» WRITTEN EXERCISE:
Pick up the piece on musician Carter Reeves and his debut single right after its last sentence and write the next few paragraphs.

Carter Reeves has a spring in his step. Maybe it’s that he’s fresh off a six-year stint selling out shows across the world as half of alt hip-hop duo Aer. Or maybe it’s that his good-mood vibe is exactly what gives his particular brand of pop such an addictive bounce.
“The thing I kept asking myself was ‘what does this make me feel?” he says. “I’d rather people be having fun, that feels more impactful than having people listen to my music and cry.”
Those feel-good sounds are exactly what Reeves delivers in his debut single, Fresh Fruit. The track is sunny but not sugary, a smile in your ear, perfect for grooving out the car window as you drive along the beach. Reeves says he sees music as colors, and Fresh Fruit is all in a Miami palette: yellows, oranges, pinks.
The name comes from Carter’s favorite snacks (“kiwi’s always held it down, but I’m slowly getting into dragonfruit”) but the forthcoming EP are about an artist coming into his own, ripening into a new phase of his career with music that is both tart and sweet.

» DATASET CONTENT:

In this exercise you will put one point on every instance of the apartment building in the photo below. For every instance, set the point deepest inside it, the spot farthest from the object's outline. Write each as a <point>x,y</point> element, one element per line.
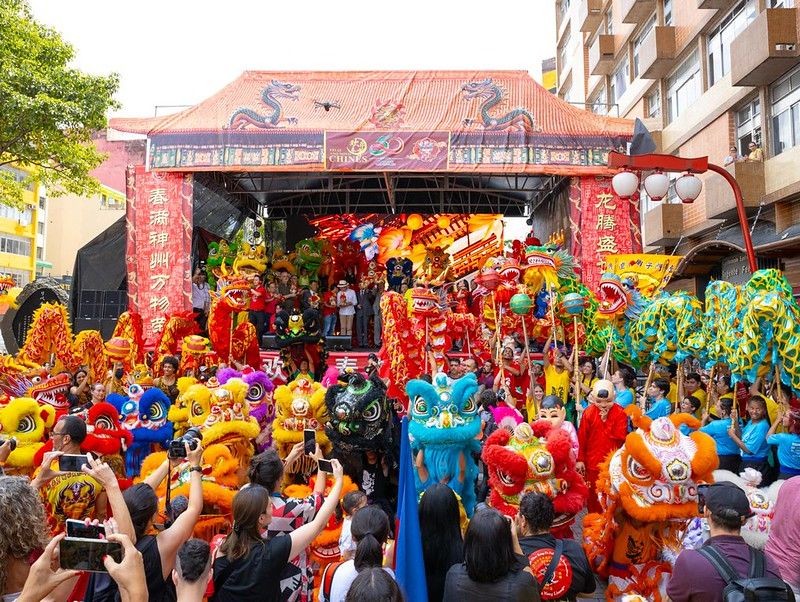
<point>705,76</point>
<point>22,231</point>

» ANSWER TO THIS TASK:
Reeves says the good mood vibes fuel his creation. As he played around with the first chords of “Fresh Fruit,” he thought to himself, “this is bright, this is happy, this makes me feel like I’m walking out of my house with a pair of new shoes on.” And so the first line of the song (“It’s got me feeling like new shoes,”) comes from that feeling. It’s like a bottled happiness that feeds on itself.
That’s the mood he wants to give to others. Reeves says that over the course of his six years with his old band Aer, he experienced a profound shift in his conception of what music means both to him and to his fans. “It became a job, and then it became a gift,” he said. That gift is the simplest one of all: making other people feel good.
Reeves has always thought of music more as a mood-lifter than as a competitive discipline. Raised in Massachusetts, he grew up singing along to Hall & Oates and Fleetwood Mac with his parents, jamming to the car radio and sifting through old CDs and records. His parents encouraged him to take piano lessons— but he quit. They urged him to join the school chorus, instead, Reeves began playing around with some high school friends, and they started a band. They began to play a few gigs, and then a few more. And out of that small high school group, Aer was born.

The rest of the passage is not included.